---------- EXCERPT PROVIDED

Translation of Medications and Drugs

Jan 6, 2016 · 3 min

When it comes to translations in the medical field, particularly for medications, it’s really important that there are no errors in comprehension, suppression, or change of information.

Translation of Medications and Drugs | One Hour Translation

When it comes to translations in the medical field, particularly for medications, it’s really important that there are no errors in comprehension, suppression, or change of information. In this case, as opposed to other cases where the consequences of mistranslations are usually just monitory, the incorrect translation of a specific word, or even getting the wrong dosage, could easily be a matter of life and death.

The translation of any medical text requires translators who are experienced and highly specialised in the field in question; ones who are pedantic about the correct translation of words.

The Difference between Medications and Drugs

We know from experience that the translation of medical texts can present numerous complications, but in this post we’ll focus on one aspect of medicine, and that’s medications and drugs. To start with, we must clarify that the words ‘medications’ and ‘drugs’ are not synonyms. In defining ‘medication’ we’d say that it’s a substance with a pharmacological effect, which means that it’s chemically active with an effect on the organism. In the pharmaceutical setting, ‘drugs’ is the commercial representation of a medication, which means that a drug’s not just the active ingredient - it’s also the final substance that’s marketed to consumers, and this includes excipients and the presentation of the product (tablets, powder, and so on).

Different Ways of Referring to Medications or Drugs

One of the difficulties that we see with handwritten medical texts in English is that, depending on the author, they might use one of three ways to refer to medications or drugs; such as –

  • Common names with no international validity;
  • Use of commercial brands; or
  • Use of International Non-Proprietary Names, as recommended by the WHO.

--------------------
---------- DATA

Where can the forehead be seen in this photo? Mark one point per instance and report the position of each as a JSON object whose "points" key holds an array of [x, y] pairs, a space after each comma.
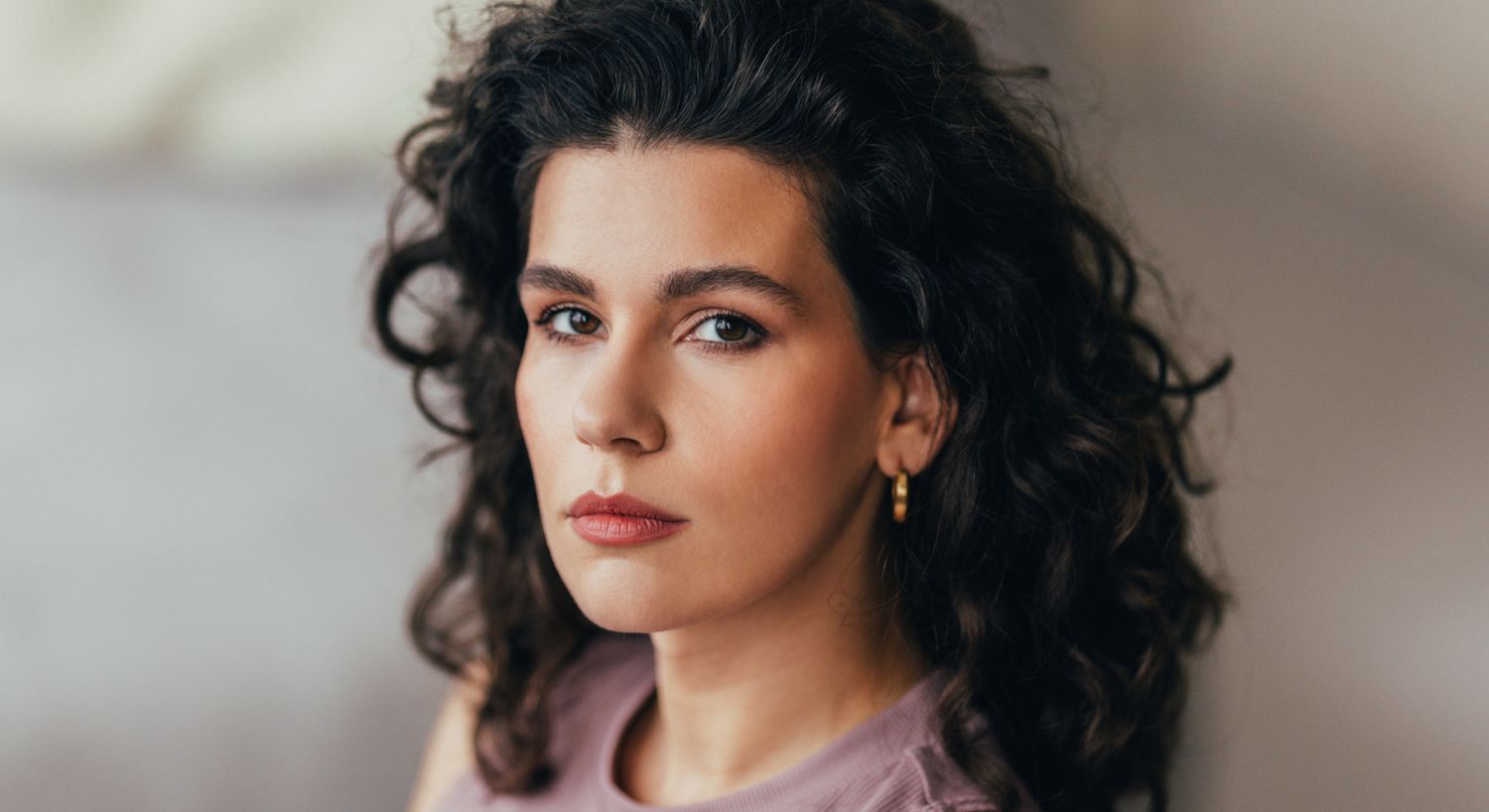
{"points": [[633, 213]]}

--------------------
---------- DATA

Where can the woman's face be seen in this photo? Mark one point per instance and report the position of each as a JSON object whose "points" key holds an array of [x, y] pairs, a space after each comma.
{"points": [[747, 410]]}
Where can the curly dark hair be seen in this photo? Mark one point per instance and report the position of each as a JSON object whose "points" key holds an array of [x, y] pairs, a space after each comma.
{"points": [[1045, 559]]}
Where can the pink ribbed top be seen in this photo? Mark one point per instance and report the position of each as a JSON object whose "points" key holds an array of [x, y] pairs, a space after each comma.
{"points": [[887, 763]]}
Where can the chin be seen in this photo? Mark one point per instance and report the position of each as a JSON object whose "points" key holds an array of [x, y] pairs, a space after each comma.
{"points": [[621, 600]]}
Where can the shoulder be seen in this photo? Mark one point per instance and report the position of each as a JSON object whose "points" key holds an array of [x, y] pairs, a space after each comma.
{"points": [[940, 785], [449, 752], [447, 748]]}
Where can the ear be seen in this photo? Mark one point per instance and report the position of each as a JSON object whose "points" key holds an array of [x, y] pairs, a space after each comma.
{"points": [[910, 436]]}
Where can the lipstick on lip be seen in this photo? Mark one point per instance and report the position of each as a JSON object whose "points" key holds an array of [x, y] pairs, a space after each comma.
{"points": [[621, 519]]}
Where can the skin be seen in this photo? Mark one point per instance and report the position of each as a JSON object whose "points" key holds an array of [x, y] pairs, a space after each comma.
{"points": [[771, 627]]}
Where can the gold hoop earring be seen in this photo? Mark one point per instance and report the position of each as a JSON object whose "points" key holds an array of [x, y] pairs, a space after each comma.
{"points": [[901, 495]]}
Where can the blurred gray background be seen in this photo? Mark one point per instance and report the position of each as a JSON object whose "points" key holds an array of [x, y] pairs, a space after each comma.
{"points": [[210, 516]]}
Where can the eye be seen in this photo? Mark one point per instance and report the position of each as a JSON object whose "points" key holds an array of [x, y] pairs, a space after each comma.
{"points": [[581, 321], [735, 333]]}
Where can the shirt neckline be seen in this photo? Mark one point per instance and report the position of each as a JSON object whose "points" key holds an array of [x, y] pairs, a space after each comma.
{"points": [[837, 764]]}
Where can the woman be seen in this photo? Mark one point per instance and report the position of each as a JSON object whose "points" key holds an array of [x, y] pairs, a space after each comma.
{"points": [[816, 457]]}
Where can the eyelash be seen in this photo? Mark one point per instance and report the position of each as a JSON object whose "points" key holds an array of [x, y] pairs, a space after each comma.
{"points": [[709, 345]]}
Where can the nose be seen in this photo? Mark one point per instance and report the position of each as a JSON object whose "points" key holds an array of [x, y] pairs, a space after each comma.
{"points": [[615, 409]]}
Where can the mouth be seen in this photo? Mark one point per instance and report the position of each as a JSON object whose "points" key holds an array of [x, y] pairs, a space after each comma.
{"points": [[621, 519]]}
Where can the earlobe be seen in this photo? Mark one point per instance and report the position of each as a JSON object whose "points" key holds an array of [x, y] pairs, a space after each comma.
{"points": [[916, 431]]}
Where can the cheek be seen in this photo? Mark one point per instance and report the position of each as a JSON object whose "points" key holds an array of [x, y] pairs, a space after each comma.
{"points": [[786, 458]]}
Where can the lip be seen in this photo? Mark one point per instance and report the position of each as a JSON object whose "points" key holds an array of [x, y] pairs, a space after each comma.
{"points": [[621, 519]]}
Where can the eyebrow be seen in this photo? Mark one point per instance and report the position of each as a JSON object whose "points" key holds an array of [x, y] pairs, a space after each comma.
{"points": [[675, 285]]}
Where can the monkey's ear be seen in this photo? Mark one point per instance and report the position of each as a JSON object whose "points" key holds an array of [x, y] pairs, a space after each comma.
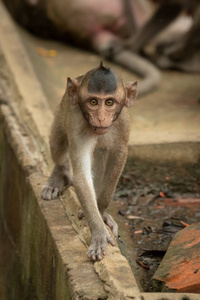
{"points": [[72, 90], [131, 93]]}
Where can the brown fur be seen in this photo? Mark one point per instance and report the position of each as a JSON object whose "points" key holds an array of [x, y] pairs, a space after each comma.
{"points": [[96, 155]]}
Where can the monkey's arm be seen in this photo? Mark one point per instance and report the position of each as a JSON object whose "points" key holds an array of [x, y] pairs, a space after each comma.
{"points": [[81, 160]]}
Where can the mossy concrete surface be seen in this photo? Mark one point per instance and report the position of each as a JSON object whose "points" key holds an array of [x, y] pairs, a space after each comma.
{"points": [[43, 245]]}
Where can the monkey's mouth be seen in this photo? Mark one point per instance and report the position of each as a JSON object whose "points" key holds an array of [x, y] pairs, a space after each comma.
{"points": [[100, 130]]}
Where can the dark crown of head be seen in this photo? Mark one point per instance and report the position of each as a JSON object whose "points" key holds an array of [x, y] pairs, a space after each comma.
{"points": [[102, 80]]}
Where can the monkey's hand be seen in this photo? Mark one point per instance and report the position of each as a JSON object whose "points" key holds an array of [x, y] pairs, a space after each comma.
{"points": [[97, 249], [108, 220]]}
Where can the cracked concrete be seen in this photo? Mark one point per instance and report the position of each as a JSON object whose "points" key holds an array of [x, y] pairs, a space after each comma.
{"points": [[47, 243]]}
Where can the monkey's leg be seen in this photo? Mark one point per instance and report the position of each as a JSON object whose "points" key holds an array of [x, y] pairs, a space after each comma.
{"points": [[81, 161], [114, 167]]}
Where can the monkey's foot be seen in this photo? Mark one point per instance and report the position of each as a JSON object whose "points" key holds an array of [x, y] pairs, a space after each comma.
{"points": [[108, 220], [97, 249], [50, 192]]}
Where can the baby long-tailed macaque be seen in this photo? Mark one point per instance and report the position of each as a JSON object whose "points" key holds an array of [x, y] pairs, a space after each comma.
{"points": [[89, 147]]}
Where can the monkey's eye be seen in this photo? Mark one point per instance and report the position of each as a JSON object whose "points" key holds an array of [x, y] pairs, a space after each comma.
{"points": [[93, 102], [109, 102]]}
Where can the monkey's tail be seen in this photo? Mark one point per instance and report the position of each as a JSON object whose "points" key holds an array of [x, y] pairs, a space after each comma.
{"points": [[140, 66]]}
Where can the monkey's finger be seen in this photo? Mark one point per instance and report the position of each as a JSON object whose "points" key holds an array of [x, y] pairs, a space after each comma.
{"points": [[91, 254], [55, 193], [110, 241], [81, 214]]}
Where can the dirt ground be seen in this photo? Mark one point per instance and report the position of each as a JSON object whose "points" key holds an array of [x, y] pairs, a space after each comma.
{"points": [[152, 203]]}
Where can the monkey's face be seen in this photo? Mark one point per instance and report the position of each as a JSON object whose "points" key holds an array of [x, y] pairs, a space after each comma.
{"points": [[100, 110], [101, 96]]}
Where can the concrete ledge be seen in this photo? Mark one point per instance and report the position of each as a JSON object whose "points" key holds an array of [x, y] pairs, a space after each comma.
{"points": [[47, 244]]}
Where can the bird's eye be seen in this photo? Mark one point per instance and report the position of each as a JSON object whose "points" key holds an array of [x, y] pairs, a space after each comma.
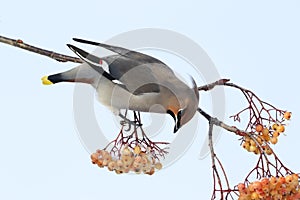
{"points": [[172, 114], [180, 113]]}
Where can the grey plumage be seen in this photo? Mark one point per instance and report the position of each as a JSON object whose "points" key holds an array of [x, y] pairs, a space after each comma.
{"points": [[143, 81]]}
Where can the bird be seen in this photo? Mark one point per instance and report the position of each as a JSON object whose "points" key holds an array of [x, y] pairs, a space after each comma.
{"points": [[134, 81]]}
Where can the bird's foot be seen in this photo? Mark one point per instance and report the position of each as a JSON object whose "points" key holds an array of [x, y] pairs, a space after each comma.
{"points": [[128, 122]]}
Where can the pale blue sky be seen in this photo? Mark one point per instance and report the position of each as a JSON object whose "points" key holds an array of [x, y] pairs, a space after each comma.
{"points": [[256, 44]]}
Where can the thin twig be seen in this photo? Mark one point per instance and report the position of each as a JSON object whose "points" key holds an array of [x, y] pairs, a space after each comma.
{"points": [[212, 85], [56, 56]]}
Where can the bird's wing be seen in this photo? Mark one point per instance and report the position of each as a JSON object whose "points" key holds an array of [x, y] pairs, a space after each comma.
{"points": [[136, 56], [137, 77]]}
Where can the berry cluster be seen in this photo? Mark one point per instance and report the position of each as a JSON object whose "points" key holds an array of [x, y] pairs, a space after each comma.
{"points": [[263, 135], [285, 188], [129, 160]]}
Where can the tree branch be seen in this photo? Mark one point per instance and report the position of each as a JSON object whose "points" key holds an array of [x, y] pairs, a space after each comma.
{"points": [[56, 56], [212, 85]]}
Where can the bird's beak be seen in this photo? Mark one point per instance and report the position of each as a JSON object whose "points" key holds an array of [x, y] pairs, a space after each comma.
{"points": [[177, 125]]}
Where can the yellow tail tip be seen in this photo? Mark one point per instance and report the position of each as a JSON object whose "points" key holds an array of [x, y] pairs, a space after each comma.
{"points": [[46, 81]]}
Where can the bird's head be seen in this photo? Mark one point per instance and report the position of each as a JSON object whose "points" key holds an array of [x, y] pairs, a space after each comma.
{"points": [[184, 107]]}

--------------------

▶ EXERCISES TO COMPLETE:
- a) In the article on translating medications and drugs, who recommends International Non-Proprietary Names?
- b) Duplicate the passage of the article on translating medications and drugs that begins at the words "The translation of any" and stops after "translation of words.".
The records have no role in this exercise.

▶ OUTPUTS BY TASK:
- a) The WHO.

- b)
The translation of any medical text requires translators who are experienced and highly specialised in the field in question; ones who are pedantic about the correct translation of words.